§ What the exercise asks
Search the data for the word "below" and copy every line that contains it.

(Dataset entries)

┌──

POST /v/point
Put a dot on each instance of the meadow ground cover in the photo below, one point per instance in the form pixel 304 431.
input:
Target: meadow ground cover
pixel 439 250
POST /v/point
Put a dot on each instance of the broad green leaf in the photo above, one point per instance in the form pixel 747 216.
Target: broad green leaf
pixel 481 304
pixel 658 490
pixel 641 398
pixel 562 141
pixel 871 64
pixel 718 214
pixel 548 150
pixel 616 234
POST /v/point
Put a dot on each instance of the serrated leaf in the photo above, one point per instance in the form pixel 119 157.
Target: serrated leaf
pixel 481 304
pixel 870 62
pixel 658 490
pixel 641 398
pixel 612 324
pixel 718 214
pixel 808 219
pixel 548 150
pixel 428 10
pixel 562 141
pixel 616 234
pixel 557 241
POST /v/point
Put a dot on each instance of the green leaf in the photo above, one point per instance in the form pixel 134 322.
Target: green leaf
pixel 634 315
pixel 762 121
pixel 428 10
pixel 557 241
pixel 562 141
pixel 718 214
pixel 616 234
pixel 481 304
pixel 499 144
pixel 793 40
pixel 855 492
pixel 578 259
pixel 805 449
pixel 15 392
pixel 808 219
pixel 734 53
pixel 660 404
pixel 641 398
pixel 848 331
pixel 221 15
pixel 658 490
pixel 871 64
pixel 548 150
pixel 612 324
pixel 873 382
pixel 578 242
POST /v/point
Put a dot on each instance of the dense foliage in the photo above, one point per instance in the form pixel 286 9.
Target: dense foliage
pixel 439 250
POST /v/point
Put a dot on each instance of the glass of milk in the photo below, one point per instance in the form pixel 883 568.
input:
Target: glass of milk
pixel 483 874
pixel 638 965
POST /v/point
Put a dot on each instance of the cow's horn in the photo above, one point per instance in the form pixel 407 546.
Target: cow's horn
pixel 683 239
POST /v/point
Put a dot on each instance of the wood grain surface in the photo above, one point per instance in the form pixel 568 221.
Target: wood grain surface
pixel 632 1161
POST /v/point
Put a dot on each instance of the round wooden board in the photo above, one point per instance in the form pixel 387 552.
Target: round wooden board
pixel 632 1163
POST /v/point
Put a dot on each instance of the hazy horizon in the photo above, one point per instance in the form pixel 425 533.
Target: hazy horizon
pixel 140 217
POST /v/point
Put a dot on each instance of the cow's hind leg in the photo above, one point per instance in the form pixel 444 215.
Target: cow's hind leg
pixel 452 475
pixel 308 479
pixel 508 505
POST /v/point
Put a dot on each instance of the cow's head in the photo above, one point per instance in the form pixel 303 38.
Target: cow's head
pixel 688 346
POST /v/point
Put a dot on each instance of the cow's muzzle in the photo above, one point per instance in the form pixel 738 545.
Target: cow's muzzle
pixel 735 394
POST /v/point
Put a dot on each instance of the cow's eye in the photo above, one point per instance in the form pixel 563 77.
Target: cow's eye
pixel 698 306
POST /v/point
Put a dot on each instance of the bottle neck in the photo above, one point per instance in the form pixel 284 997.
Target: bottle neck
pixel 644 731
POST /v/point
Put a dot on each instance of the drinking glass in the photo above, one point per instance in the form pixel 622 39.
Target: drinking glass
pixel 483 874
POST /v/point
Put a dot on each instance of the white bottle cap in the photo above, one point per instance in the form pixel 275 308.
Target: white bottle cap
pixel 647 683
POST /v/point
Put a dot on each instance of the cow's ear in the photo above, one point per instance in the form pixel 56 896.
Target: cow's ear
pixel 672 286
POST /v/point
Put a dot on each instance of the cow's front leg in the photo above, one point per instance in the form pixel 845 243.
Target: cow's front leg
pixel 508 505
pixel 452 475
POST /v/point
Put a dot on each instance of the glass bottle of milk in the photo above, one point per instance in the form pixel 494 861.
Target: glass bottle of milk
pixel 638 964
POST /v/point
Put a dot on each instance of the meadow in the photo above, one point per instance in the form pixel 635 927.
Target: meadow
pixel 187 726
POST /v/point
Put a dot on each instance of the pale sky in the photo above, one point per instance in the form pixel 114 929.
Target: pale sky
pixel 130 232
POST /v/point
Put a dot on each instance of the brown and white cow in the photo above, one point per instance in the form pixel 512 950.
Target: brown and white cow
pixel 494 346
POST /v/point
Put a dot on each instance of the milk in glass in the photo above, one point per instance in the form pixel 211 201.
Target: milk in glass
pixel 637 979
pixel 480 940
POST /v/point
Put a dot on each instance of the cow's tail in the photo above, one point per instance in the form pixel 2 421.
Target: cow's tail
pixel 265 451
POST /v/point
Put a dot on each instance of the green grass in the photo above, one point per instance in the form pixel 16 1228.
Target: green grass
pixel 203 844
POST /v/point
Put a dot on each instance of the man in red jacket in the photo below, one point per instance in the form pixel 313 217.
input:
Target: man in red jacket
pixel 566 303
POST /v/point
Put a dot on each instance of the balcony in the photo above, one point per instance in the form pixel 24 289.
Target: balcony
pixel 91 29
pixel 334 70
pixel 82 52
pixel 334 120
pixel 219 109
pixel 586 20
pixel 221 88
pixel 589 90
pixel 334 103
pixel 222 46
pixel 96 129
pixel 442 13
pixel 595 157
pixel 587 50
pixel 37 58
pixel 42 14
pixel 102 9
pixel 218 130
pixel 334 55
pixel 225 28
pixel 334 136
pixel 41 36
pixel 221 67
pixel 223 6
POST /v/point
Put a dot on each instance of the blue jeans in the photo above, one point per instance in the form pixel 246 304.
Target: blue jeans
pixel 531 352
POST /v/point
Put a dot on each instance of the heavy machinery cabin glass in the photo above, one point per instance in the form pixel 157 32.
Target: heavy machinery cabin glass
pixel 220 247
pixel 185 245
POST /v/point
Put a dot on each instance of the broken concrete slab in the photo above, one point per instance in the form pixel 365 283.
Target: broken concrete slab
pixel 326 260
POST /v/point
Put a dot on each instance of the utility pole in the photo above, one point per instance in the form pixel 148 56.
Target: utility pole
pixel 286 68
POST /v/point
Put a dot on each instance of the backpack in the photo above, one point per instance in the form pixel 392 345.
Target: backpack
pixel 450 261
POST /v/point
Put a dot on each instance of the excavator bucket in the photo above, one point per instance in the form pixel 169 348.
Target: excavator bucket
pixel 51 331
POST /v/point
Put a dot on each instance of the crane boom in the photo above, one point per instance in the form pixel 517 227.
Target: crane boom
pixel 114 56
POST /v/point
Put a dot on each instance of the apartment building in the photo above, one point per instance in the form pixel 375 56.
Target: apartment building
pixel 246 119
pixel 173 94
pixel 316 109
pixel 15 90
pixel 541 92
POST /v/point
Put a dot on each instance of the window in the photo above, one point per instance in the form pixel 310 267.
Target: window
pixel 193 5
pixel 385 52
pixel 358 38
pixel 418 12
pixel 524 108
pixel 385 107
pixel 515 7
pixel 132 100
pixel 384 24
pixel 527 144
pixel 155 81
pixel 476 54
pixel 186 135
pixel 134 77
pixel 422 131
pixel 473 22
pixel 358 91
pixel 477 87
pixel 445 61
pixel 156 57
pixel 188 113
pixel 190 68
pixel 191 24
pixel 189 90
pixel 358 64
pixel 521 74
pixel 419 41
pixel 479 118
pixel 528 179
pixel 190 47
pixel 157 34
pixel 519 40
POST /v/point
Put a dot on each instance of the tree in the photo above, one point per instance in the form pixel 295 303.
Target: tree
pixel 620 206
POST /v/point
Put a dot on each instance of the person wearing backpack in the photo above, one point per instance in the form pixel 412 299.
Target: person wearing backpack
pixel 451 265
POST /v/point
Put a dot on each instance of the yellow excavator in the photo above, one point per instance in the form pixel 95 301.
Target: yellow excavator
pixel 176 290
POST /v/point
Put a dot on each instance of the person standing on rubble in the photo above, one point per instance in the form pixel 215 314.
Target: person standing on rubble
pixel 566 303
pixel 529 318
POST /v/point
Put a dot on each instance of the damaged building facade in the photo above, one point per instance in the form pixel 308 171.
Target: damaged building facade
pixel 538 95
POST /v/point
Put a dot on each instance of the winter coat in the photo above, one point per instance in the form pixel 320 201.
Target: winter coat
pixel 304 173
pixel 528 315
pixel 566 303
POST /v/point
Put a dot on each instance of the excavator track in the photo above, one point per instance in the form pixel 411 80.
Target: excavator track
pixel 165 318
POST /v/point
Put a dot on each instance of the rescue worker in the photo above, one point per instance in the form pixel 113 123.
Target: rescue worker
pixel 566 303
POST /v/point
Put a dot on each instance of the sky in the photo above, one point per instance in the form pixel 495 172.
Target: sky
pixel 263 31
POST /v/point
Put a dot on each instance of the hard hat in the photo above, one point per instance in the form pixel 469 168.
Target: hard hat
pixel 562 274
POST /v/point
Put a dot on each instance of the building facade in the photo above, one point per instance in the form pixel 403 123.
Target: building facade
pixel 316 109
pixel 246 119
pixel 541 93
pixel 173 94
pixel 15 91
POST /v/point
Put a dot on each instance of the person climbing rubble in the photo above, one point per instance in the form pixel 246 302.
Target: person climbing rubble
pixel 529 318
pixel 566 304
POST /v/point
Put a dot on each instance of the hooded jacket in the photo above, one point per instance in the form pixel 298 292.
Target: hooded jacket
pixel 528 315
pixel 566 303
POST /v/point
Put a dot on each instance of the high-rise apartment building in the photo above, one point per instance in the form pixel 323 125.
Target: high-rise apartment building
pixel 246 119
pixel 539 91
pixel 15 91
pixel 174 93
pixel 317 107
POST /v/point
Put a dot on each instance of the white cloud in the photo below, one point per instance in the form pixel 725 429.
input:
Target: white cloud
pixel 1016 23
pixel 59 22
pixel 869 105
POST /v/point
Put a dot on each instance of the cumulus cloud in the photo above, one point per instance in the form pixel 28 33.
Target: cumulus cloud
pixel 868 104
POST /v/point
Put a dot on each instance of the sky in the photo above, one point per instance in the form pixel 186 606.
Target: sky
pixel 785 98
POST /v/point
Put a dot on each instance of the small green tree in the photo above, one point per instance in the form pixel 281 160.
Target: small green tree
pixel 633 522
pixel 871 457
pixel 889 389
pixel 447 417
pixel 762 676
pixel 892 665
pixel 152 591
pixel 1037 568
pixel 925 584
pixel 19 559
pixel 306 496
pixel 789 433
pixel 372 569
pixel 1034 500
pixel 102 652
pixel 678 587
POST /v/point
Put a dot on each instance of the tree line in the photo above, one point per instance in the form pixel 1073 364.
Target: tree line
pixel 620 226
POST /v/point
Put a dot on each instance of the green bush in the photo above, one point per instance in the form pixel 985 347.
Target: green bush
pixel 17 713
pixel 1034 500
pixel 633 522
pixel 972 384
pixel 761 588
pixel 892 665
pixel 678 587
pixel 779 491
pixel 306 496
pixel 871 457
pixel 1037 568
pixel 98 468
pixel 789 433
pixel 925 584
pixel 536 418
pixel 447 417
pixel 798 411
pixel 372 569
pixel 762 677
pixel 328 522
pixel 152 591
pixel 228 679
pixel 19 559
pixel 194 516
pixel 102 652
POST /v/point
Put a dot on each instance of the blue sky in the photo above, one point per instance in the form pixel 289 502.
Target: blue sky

└──

§ Solution to this task
Put a dot on each instance of the meadow ground cover in the photo below, one point per instance in the form pixel 304 431.
Put a dot on each instance of the glass of milk in the photo below, one point per instance in the form pixel 883 568.
Put a dot on each instance of the man in red jacket in the photo below, one point per instance in the form pixel 313 217.
Put a dot on each instance of the white cloud in the photo below, one point per instance in the form pixel 725 429.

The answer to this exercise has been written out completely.